### Problem to work on
Retype each entry below precisely as it reads.

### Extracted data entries
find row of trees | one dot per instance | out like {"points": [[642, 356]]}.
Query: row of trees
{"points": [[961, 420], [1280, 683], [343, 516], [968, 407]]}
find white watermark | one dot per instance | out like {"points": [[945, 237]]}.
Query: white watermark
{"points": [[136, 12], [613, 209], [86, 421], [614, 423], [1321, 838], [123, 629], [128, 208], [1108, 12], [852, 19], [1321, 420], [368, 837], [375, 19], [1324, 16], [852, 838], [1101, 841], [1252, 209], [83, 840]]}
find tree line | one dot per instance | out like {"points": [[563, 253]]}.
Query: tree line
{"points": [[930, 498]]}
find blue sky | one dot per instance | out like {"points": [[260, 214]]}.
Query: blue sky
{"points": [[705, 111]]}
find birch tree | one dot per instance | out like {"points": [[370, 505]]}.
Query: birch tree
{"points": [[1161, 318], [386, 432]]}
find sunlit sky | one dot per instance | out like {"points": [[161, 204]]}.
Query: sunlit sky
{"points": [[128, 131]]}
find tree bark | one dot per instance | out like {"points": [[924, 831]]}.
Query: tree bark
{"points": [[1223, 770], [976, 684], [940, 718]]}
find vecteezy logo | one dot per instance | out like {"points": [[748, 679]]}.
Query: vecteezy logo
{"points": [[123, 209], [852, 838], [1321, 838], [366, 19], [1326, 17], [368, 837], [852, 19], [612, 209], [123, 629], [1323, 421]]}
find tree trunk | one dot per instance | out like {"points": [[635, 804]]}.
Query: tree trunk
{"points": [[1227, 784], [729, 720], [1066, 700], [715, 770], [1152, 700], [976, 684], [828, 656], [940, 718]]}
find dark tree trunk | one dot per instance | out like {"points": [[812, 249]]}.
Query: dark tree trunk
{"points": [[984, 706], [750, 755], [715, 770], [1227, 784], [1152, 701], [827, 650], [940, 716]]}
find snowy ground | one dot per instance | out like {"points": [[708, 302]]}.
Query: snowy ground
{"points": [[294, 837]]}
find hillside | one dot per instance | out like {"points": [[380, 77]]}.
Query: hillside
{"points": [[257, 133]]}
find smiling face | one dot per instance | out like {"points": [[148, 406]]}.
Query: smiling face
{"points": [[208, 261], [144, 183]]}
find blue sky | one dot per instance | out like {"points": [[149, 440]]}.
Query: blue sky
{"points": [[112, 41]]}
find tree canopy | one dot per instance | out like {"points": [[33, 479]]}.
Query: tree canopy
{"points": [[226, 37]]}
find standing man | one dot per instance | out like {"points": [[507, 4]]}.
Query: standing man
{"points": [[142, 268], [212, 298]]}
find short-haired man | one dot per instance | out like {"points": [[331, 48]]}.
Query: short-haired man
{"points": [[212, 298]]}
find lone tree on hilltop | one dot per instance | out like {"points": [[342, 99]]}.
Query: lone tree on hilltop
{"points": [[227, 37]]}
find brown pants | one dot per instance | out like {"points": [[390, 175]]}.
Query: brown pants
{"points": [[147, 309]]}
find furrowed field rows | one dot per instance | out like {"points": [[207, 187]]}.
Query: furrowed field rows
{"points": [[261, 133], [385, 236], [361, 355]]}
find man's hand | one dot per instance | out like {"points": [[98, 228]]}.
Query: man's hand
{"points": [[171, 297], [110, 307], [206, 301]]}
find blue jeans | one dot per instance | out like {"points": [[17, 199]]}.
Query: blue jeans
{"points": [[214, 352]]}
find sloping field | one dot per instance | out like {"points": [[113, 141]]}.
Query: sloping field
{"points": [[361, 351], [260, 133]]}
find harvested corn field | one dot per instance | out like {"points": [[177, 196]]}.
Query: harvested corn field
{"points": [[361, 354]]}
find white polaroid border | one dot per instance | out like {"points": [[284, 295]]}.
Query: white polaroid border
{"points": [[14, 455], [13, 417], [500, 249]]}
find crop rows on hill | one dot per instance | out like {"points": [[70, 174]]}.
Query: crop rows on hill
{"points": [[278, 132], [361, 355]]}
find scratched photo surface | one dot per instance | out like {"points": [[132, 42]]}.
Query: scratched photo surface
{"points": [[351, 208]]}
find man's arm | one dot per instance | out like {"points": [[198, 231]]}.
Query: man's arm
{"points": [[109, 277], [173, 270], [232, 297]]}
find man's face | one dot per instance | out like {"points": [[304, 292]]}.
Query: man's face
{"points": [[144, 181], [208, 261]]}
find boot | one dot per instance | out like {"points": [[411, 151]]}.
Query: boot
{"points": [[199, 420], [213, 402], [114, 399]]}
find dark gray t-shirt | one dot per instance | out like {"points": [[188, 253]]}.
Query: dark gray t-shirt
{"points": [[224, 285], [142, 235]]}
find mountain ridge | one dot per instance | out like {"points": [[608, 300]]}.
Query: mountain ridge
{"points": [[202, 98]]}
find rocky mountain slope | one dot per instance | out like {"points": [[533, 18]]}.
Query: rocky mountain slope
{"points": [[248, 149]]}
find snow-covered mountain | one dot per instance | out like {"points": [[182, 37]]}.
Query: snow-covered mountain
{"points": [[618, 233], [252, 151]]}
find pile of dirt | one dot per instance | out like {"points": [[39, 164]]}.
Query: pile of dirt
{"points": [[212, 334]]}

### Reply to the task
find row of trees | one dot per instance | out like {"points": [[642, 356]]}.
Query: row of trees
{"points": [[961, 420], [1280, 683], [343, 516], [968, 407]]}
find white watermark | one dot per instance | out like {"points": [[945, 237]]}.
Query: white watermark
{"points": [[136, 12], [613, 209], [86, 421], [614, 423], [1321, 838], [123, 629], [128, 208], [1108, 12], [852, 19], [1321, 420], [368, 837], [375, 19], [1324, 16], [852, 838], [1101, 841], [1252, 209], [83, 840]]}
find tree line | one dot per instance | out like {"points": [[563, 253]]}.
Query: tree line
{"points": [[930, 498]]}
find blue sky | one dot per instance | out like {"points": [[260, 214]]}.
Query: blue sky
{"points": [[705, 111]]}
find birch tree | one dot per instance | out like {"points": [[370, 505]]}.
Query: birch tree
{"points": [[1161, 318], [386, 432]]}
find sunlit sky | one dot per instance | out like {"points": [[161, 204]]}.
Query: sunlit sky
{"points": [[128, 131]]}
find tree bark | one dot per instance | out like {"points": [[924, 831]]}.
Query: tree bark
{"points": [[1223, 770], [976, 684], [940, 718]]}
find vecteezy logo | one dot per instance | out like {"points": [[748, 679]]}.
Query: vecteezy logo
{"points": [[123, 209], [852, 838], [1321, 838], [366, 19], [1326, 17], [368, 837], [852, 19], [612, 209], [123, 629], [1323, 421]]}
find tree trunk | one dot per instance | out like {"points": [[635, 804]]}.
Query: tree trunk
{"points": [[1227, 784], [729, 720], [1066, 700], [715, 770], [1152, 700], [976, 684], [828, 656], [940, 718]]}
find dark tree trunk | one dot per instance | out like {"points": [[812, 249]]}.
Query: dark tree trunk
{"points": [[984, 706], [750, 755], [715, 770], [1227, 784], [1152, 701], [827, 650], [940, 716]]}
find snowy ground | one dot per instance | out like {"points": [[708, 302]]}.
Query: snowy ground
{"points": [[294, 837]]}
find hillside | one dot per instance | out like {"points": [[380, 77]]}.
Query: hillside
{"points": [[257, 133]]}
find smiling face | one dot per instance | out like {"points": [[148, 406]]}.
Query: smiling face
{"points": [[208, 261], [144, 183]]}
find blue sky | one dot per instance | out like {"points": [[149, 440]]}.
Query: blue sky
{"points": [[112, 41]]}
find tree canopy | one dot per instance | out like {"points": [[33, 479]]}.
Query: tree canopy
{"points": [[226, 37]]}
find standing man | one dot per instance | out like {"points": [[507, 4]]}.
Query: standing man
{"points": [[142, 268], [212, 298]]}
find short-haired man | one dot per instance | out like {"points": [[331, 48]]}.
Query: short-haired man
{"points": [[212, 298]]}
find lone tree on hilltop | one dot per instance | out like {"points": [[342, 99]]}.
Query: lone tree on hilltop
{"points": [[227, 37]]}
find brown pants | one dot per instance | out like {"points": [[390, 175]]}.
Query: brown pants
{"points": [[147, 309]]}
find furrowed field rows | one dot per instance | out like {"points": [[207, 187]]}.
Query: furrowed field rows
{"points": [[261, 133], [385, 236], [361, 355]]}
find man's hand | one dot per instance | out like {"points": [[98, 228]]}.
Query: man's hand
{"points": [[171, 297], [110, 307], [206, 301]]}
find blue jeans | one dot per instance | out like {"points": [[17, 199]]}.
Query: blue jeans
{"points": [[214, 352]]}
find sloping field | one dot per instance | out like {"points": [[113, 141]]}.
Query: sloping field
{"points": [[361, 351], [260, 133]]}
find harvested corn field | one dot per instance | out like {"points": [[177, 196]]}.
Query: harvested corn field
{"points": [[361, 354]]}
find white polaroid border | one dot per instance | out like {"points": [[284, 295]]}.
Query: white polaroid border
{"points": [[14, 455], [13, 417], [500, 249]]}
find crop rows on hill | one dot per instance | out like {"points": [[70, 174]]}.
Query: crop rows on hill
{"points": [[278, 132], [361, 355]]}
find scratched photo surface | one dot per instance | out like {"points": [[132, 42]]}.
Query: scratched photo surface
{"points": [[351, 208]]}
find man's arm | one dot per instance | out like {"points": [[198, 231]]}.
Query: man's arm
{"points": [[109, 277], [173, 270], [232, 297]]}
find man's face | one dot per instance | out like {"points": [[304, 292]]}.
Query: man's face
{"points": [[144, 181], [208, 261]]}
find boot | one dot per instance | out like {"points": [[411, 151]]}.
Query: boot
{"points": [[199, 420], [213, 402], [114, 399]]}
find dark gray t-shirt | one dot per instance | out like {"points": [[188, 253]]}.
Query: dark gray t-shirt
{"points": [[224, 285], [142, 235]]}
find mountain ridge | one dot per instance | out like {"points": [[608, 300]]}.
Query: mountain ridge
{"points": [[202, 98]]}
find rocky mountain slope | one dot per instance | out like {"points": [[533, 18]]}.
Query: rocky mountain slope
{"points": [[248, 149]]}
find snow-covered mountain | one dot per instance | out like {"points": [[182, 37]]}.
Query: snow-covered mountain
{"points": [[618, 233], [252, 151]]}
find pile of dirt | one dot per instance | out like {"points": [[39, 164]]}.
Query: pile of dirt
{"points": [[212, 334]]}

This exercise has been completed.